Task requirements: Rewrite the listing below, changing "a formatted example" to "a sample layout" wherever it occurs and keeping everything else identical.

== Provided entries

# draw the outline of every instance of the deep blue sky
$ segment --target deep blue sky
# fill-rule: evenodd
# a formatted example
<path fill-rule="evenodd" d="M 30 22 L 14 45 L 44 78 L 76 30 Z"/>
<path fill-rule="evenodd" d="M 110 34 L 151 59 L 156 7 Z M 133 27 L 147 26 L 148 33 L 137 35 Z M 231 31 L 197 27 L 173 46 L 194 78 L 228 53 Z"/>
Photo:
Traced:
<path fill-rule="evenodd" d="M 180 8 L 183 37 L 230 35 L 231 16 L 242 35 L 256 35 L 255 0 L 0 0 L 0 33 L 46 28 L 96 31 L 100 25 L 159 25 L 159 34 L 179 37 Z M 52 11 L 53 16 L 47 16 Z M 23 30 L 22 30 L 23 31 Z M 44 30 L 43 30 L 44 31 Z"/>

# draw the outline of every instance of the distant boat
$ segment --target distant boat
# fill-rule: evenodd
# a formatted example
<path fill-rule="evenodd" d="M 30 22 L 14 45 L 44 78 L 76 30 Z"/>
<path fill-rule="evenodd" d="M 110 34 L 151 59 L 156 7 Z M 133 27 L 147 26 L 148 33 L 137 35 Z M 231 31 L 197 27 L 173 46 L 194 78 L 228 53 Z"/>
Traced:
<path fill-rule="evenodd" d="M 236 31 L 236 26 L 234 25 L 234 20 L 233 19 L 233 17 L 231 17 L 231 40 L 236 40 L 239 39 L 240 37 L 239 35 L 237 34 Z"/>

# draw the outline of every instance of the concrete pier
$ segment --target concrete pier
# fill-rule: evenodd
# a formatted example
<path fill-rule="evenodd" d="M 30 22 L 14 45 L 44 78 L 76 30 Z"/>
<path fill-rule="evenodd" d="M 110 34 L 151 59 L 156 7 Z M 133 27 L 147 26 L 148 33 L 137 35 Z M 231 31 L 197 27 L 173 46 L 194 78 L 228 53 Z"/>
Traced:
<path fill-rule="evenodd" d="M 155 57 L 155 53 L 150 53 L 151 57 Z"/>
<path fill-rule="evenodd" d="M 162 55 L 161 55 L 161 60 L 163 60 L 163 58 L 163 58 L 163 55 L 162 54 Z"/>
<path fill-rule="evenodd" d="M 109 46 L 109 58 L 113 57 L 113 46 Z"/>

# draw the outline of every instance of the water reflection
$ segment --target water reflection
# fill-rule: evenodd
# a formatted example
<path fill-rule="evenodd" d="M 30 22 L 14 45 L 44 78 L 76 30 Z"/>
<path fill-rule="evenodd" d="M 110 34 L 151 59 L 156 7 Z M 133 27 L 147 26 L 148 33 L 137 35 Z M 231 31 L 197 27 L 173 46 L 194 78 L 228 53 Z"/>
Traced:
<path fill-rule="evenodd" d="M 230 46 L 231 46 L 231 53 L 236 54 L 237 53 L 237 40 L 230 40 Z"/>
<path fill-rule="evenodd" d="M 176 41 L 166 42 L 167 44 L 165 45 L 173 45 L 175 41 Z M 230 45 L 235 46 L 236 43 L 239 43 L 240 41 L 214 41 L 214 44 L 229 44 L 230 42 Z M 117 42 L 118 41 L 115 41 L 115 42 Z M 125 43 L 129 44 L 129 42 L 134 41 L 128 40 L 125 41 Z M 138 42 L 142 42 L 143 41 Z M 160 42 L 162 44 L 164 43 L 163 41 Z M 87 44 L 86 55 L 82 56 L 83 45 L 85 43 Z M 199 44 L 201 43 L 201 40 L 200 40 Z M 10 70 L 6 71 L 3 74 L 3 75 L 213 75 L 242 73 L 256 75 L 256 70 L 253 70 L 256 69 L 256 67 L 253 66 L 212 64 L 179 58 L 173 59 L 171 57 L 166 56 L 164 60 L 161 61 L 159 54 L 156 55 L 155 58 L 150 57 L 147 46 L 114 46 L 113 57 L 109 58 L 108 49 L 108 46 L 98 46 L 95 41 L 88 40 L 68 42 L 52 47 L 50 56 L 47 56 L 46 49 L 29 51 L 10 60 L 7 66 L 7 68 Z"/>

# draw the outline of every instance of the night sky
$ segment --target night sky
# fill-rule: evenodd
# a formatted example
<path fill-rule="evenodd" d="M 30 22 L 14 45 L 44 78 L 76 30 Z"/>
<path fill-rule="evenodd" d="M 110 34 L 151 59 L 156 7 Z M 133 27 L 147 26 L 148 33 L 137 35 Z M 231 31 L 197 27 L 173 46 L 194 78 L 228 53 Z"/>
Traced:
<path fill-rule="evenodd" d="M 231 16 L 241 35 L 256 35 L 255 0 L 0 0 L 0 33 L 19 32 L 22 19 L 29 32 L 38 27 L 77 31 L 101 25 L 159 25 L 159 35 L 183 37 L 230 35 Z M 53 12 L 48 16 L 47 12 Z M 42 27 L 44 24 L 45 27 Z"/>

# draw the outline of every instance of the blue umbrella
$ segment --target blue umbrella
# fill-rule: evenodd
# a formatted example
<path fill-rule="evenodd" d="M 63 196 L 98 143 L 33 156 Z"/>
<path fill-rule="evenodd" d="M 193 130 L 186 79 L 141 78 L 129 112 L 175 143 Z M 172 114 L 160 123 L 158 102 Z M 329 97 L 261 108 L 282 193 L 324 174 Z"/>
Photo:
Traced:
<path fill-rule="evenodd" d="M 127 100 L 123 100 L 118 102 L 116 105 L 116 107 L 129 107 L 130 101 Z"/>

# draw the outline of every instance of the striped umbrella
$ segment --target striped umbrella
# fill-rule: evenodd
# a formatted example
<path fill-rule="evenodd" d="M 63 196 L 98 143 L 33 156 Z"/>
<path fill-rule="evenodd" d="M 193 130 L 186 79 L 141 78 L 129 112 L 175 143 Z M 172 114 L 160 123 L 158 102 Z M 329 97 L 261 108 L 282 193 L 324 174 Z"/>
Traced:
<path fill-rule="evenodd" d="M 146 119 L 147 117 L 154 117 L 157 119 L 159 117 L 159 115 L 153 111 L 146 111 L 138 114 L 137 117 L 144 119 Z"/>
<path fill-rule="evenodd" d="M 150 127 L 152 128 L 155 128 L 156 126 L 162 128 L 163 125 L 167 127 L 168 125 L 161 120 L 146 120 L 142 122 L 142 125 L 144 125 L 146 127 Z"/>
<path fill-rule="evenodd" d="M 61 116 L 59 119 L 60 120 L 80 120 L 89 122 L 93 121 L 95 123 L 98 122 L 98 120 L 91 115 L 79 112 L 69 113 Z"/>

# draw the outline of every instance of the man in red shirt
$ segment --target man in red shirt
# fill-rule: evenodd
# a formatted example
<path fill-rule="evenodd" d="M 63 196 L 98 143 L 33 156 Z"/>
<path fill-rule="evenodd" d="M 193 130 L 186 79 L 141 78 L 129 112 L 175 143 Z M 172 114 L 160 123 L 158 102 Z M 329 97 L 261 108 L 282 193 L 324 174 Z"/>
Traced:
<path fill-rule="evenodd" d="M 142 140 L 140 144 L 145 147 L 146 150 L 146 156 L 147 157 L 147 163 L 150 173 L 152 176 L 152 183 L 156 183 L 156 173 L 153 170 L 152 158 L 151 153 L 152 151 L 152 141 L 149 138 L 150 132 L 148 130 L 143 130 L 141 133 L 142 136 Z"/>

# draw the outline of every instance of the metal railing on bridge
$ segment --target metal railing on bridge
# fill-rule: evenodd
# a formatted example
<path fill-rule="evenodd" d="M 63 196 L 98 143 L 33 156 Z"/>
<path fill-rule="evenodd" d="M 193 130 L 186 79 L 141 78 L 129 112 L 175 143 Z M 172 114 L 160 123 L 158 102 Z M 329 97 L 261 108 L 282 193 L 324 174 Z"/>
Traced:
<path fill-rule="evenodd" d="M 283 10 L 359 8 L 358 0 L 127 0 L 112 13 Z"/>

====

Complete answer:
# draw the outline of every instance of the deep blue sky
$ segment --target deep blue sky
# fill-rule: evenodd
# a sample layout
<path fill-rule="evenodd" d="M 30 22 L 14 45 L 44 78 L 76 30 Z"/>
<path fill-rule="evenodd" d="M 110 34 L 151 59 L 156 7 Z M 133 27 L 147 26 L 148 33 L 137 35 Z M 231 31 L 197 27 L 173 46 L 194 78 L 228 53 Z"/>
Photo:
Traced:
<path fill-rule="evenodd" d="M 180 8 L 183 37 L 230 35 L 231 16 L 242 35 L 256 35 L 255 0 L 0 0 L 0 33 L 46 28 L 96 31 L 100 25 L 159 25 L 159 34 L 179 37 Z M 52 11 L 53 16 L 47 16 Z M 23 30 L 22 30 L 23 31 Z M 44 30 L 43 30 L 44 31 Z"/>

# draw the outline of every instance of the distant boat
$ segment --target distant boat
# fill-rule: evenodd
# a sample layout
<path fill-rule="evenodd" d="M 30 22 L 14 45 L 44 78 L 76 30 Z"/>
<path fill-rule="evenodd" d="M 110 34 L 151 59 L 156 7 Z M 133 27 L 147 26 L 148 33 L 137 35 Z M 231 31 L 197 27 L 173 46 L 194 78 L 228 53 Z"/>
Traced:
<path fill-rule="evenodd" d="M 236 31 L 236 26 L 234 25 L 234 20 L 233 19 L 233 17 L 231 17 L 231 40 L 236 40 L 239 39 L 240 37 L 239 35 L 237 34 Z"/>

# draw the outline of every instance of the concrete pier
$ segment --target concrete pier
# fill-rule: evenodd
# a sample layout
<path fill-rule="evenodd" d="M 30 22 L 14 45 L 44 78 L 76 30 Z"/>
<path fill-rule="evenodd" d="M 110 34 L 151 59 L 156 7 Z M 133 27 L 147 26 L 148 33 L 137 35 Z M 231 31 L 197 27 L 173 46 L 194 78 L 228 53 Z"/>
Traced:
<path fill-rule="evenodd" d="M 155 57 L 155 53 L 150 53 L 151 57 Z"/>
<path fill-rule="evenodd" d="M 162 55 L 161 55 L 161 60 L 163 60 L 163 58 L 163 58 L 163 55 L 162 54 Z"/>
<path fill-rule="evenodd" d="M 109 46 L 109 58 L 113 57 L 113 46 Z"/>

# draw the outline of every instance of the water reflection
$ segment --target water reflection
# fill-rule: evenodd
# a sample layout
<path fill-rule="evenodd" d="M 30 22 L 14 45 L 44 78 L 76 30 Z"/>
<path fill-rule="evenodd" d="M 110 34 L 151 59 L 156 7 Z M 133 27 L 147 26 L 148 33 L 137 35 Z M 231 31 L 197 27 L 173 46 L 194 78 L 228 53 Z"/>
Traced:
<path fill-rule="evenodd" d="M 230 46 L 231 46 L 231 53 L 236 54 L 237 53 L 237 40 L 230 40 Z"/>
<path fill-rule="evenodd" d="M 176 41 L 166 42 L 167 44 L 165 45 L 173 45 L 175 41 Z M 230 45 L 235 46 L 236 43 L 239 43 L 240 41 L 214 41 L 214 44 L 229 44 L 230 42 Z M 117 42 L 118 41 L 115 41 L 115 42 Z M 125 43 L 129 44 L 129 42 L 134 41 L 128 40 L 125 41 Z M 138 42 L 142 42 L 143 41 Z M 160 42 L 162 44 L 164 43 L 163 41 Z M 87 44 L 86 55 L 82 56 L 83 45 L 85 43 Z M 199 44 L 201 43 L 201 40 L 200 40 Z M 10 70 L 6 71 L 3 74 L 3 75 L 213 75 L 242 73 L 256 75 L 256 70 L 253 70 L 256 69 L 256 67 L 253 66 L 212 64 L 179 58 L 173 59 L 171 57 L 166 56 L 164 60 L 161 61 L 159 54 L 156 55 L 155 58 L 150 57 L 147 46 L 114 46 L 113 57 L 109 58 L 108 49 L 108 46 L 98 46 L 95 41 L 88 40 L 68 42 L 52 47 L 50 56 L 47 56 L 46 49 L 29 51 L 10 60 L 7 66 L 7 68 Z"/>

# draw the outline of every instance of the night sky
$ segment --target night sky
# fill-rule: evenodd
# a sample layout
<path fill-rule="evenodd" d="M 30 22 L 14 45 L 44 78 L 76 30 Z"/>
<path fill-rule="evenodd" d="M 110 34 L 151 59 L 156 7 Z M 133 27 L 147 26 L 148 33 L 137 35 Z M 231 31 L 197 27 L 173 46 L 194 78 L 228 53 Z"/>
Traced:
<path fill-rule="evenodd" d="M 231 16 L 241 35 L 256 35 L 255 0 L 0 0 L 0 33 L 19 32 L 22 19 L 29 32 L 38 27 L 77 31 L 101 25 L 159 25 L 159 35 L 183 37 L 230 35 Z M 53 12 L 48 16 L 47 12 Z M 42 27 L 44 24 L 45 27 Z"/>

# draw the outline of every instance of the blue umbrella
$ segment --target blue umbrella
# fill-rule: evenodd
# a sample layout
<path fill-rule="evenodd" d="M 63 196 L 98 143 L 33 156 Z"/>
<path fill-rule="evenodd" d="M 193 130 L 186 79 L 141 78 L 129 112 L 175 143 Z M 172 114 L 160 123 L 158 102 Z M 329 97 L 261 108 L 282 193 L 324 174 Z"/>
Photo:
Traced:
<path fill-rule="evenodd" d="M 127 100 L 123 100 L 118 102 L 116 105 L 116 107 L 129 107 L 130 101 Z"/>

# draw the outline of every instance of the striped umbrella
$ segment --target striped umbrella
# fill-rule: evenodd
# a sample layout
<path fill-rule="evenodd" d="M 63 196 L 98 143 L 33 156 Z"/>
<path fill-rule="evenodd" d="M 193 130 L 186 79 L 141 78 L 129 112 L 175 143 Z M 172 114 L 160 123 L 158 102 Z M 329 97 L 261 108 L 282 193 L 324 174 Z"/>
Traced:
<path fill-rule="evenodd" d="M 146 119 L 147 117 L 154 117 L 157 119 L 159 117 L 159 115 L 153 111 L 146 111 L 138 114 L 137 117 L 144 119 Z"/>
<path fill-rule="evenodd" d="M 150 127 L 152 128 L 155 128 L 156 126 L 162 128 L 163 125 L 167 127 L 168 125 L 161 120 L 146 120 L 142 122 L 142 125 L 144 125 L 146 127 Z"/>
<path fill-rule="evenodd" d="M 61 116 L 59 119 L 60 120 L 80 120 L 89 122 L 93 121 L 95 123 L 98 122 L 98 120 L 91 115 L 79 112 L 69 113 Z"/>

# draw the outline of every instance of the man in red shirt
$ segment --target man in red shirt
# fill-rule: evenodd
# a sample layout
<path fill-rule="evenodd" d="M 63 196 L 98 143 L 33 156 Z"/>
<path fill-rule="evenodd" d="M 193 130 L 186 79 L 141 78 L 129 112 L 175 143 Z M 172 114 L 160 123 L 158 102 Z M 329 97 L 261 108 L 282 193 L 324 174 Z"/>
Traced:
<path fill-rule="evenodd" d="M 142 140 L 140 144 L 145 147 L 146 150 L 146 156 L 147 157 L 147 163 L 150 173 L 152 176 L 152 183 L 156 183 L 156 173 L 153 170 L 152 158 L 151 153 L 152 151 L 152 141 L 149 138 L 150 132 L 148 130 L 143 130 L 141 133 L 142 136 Z"/>

# draw the outline of every instance of the metal railing on bridge
$ segment --target metal railing on bridge
# fill-rule: evenodd
# a sample layout
<path fill-rule="evenodd" d="M 63 196 L 98 143 L 33 156 Z"/>
<path fill-rule="evenodd" d="M 193 130 L 186 79 L 141 78 L 129 112 L 175 143 Z M 172 114 L 160 123 L 158 102 Z M 329 97 L 261 108 L 282 193 L 324 174 Z"/>
Traced:
<path fill-rule="evenodd" d="M 283 10 L 359 8 L 358 0 L 127 0 L 112 13 Z"/>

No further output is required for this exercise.